### GOAL
Find every line in the records that contains the word "wooden", and copy each of those lines.

### MATERIAL TO PROCESS
-=-=-=-=-

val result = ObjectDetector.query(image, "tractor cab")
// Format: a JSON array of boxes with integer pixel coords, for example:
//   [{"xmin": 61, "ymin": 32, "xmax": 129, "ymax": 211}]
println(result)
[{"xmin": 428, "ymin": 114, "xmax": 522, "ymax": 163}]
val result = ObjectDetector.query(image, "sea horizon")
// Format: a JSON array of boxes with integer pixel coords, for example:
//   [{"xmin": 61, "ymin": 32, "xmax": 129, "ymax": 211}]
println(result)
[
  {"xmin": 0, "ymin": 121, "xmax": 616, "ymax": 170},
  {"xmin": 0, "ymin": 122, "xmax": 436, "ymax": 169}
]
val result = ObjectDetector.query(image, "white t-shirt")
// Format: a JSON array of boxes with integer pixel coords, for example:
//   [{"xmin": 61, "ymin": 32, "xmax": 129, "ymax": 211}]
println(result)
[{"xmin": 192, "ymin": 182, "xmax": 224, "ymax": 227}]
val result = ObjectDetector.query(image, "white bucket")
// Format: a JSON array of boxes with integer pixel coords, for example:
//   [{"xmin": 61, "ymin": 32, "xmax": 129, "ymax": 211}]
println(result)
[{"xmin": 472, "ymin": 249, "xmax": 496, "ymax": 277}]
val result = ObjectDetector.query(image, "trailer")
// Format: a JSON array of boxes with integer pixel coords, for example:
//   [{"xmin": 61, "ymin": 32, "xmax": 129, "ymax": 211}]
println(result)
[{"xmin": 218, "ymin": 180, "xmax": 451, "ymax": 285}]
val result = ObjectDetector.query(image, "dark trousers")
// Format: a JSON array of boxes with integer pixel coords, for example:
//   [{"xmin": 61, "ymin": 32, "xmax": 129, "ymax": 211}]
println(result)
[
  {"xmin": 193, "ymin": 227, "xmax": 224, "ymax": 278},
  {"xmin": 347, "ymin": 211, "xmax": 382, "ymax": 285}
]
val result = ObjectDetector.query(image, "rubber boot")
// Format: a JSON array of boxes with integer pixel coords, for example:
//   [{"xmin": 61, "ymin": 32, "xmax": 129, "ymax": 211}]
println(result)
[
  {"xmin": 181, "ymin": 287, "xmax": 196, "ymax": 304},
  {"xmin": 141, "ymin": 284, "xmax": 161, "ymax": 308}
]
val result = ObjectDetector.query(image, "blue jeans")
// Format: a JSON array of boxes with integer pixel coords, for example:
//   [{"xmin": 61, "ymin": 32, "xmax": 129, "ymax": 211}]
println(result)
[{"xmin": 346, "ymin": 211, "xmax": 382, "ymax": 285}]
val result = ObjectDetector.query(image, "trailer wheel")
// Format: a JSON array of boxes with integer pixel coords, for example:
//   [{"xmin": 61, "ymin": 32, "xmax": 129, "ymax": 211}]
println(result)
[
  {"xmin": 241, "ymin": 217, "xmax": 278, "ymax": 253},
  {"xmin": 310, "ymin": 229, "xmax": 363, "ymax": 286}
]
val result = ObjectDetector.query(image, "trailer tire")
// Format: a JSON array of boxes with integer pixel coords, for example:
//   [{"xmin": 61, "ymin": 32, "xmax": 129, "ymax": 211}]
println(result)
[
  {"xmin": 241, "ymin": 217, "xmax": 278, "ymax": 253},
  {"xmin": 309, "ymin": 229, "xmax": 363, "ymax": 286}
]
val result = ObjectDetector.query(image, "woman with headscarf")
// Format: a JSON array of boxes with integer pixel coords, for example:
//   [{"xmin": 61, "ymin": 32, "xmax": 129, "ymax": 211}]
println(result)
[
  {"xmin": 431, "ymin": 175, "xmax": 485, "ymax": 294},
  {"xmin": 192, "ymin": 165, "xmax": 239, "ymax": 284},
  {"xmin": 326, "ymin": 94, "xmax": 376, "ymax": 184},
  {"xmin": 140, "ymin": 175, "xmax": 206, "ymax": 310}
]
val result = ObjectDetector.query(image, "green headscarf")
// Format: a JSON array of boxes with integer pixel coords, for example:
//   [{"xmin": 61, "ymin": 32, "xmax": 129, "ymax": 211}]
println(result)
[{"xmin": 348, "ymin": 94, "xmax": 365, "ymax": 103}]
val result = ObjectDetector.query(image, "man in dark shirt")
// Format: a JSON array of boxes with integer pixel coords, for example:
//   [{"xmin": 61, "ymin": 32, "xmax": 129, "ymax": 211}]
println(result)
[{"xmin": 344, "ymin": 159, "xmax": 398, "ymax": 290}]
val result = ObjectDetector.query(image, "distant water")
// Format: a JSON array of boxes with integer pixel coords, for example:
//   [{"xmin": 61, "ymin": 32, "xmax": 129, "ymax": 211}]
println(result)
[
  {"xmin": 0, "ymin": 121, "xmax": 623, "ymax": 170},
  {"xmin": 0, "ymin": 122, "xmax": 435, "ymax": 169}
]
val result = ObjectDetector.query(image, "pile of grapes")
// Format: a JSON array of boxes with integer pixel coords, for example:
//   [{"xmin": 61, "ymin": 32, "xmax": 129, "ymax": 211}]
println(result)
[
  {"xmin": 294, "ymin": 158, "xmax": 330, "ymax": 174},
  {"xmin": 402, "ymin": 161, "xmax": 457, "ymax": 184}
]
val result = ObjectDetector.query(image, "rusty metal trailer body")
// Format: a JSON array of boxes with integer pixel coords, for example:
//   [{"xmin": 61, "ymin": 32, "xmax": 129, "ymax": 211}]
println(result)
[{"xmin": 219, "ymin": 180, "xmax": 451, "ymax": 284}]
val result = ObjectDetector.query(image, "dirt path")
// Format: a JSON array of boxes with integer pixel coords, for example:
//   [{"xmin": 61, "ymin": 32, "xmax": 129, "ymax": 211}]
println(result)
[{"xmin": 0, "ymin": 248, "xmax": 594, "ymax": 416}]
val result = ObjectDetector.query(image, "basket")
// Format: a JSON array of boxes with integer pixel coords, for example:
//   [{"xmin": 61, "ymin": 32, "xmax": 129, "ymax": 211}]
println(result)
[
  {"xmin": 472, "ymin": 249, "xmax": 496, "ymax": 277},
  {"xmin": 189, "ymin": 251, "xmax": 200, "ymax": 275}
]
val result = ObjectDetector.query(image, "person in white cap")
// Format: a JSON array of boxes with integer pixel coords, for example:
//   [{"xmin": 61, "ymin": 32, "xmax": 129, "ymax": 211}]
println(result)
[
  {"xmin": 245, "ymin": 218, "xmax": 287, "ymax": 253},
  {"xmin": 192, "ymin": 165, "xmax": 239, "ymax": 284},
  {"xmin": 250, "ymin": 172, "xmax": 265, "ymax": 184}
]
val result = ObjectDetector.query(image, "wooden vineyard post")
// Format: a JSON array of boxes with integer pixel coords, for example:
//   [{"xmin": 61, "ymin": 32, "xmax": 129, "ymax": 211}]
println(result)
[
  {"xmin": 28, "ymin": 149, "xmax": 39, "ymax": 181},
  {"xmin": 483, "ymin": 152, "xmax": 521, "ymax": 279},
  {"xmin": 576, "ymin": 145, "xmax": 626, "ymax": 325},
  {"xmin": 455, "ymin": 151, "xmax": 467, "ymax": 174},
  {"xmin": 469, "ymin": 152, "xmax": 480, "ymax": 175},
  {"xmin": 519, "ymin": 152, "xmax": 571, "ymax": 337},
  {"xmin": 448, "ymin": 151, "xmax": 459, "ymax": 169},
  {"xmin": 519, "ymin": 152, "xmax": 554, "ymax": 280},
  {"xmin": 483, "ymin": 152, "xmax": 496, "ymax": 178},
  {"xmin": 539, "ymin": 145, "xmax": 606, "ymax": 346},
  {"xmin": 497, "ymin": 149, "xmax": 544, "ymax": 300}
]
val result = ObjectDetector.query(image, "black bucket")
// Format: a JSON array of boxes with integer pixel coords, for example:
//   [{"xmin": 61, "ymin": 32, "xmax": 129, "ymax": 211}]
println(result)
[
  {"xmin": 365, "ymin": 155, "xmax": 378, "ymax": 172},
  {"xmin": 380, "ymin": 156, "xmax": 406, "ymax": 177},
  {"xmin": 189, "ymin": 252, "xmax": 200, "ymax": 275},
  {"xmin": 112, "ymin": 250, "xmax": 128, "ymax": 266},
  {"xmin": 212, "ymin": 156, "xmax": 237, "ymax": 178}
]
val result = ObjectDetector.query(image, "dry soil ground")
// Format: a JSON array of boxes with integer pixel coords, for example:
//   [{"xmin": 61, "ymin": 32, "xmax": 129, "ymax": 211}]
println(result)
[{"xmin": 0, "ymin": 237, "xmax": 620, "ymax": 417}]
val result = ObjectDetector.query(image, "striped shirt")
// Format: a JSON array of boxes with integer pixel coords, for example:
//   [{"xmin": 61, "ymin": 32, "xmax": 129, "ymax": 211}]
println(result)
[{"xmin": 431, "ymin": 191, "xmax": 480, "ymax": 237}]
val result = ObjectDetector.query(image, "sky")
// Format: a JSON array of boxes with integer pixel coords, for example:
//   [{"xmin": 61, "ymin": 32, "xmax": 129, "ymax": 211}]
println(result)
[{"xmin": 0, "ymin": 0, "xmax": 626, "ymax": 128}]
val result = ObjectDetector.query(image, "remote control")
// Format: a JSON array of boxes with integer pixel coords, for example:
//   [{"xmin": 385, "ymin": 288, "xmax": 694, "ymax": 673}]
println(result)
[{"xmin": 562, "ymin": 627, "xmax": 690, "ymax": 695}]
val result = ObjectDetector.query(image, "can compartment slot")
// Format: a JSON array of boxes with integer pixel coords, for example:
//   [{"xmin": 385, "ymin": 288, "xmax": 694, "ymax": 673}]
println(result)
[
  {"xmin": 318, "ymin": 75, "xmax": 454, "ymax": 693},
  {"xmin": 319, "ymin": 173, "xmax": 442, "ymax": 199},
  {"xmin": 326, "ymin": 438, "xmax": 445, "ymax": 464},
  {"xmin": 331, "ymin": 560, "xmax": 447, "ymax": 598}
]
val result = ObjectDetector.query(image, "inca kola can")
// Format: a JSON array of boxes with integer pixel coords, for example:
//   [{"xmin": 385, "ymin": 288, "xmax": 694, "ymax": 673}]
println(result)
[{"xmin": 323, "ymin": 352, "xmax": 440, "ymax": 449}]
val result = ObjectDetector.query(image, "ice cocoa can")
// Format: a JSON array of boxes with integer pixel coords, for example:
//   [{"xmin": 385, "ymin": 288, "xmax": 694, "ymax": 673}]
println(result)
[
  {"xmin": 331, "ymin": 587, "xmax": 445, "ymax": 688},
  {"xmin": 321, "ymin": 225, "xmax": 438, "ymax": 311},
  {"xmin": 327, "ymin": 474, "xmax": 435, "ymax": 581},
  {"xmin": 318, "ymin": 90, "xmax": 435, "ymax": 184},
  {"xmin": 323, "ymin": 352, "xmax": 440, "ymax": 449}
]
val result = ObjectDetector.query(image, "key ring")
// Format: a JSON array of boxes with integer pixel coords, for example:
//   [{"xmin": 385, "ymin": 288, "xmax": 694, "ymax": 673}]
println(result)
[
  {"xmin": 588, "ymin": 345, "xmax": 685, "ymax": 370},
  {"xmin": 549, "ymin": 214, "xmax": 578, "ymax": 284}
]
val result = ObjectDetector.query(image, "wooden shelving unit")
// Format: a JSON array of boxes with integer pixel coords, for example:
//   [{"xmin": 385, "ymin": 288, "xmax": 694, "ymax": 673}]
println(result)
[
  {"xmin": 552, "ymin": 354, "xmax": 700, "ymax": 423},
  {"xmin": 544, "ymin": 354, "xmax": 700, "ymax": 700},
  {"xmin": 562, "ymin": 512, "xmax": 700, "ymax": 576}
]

-=-=-=-=-

### FULL OUTPUT
val result = ObjectDetector.query(image, "wooden vineyard post")
val result = ObjectDetector.query(image, "wooden shelving unit")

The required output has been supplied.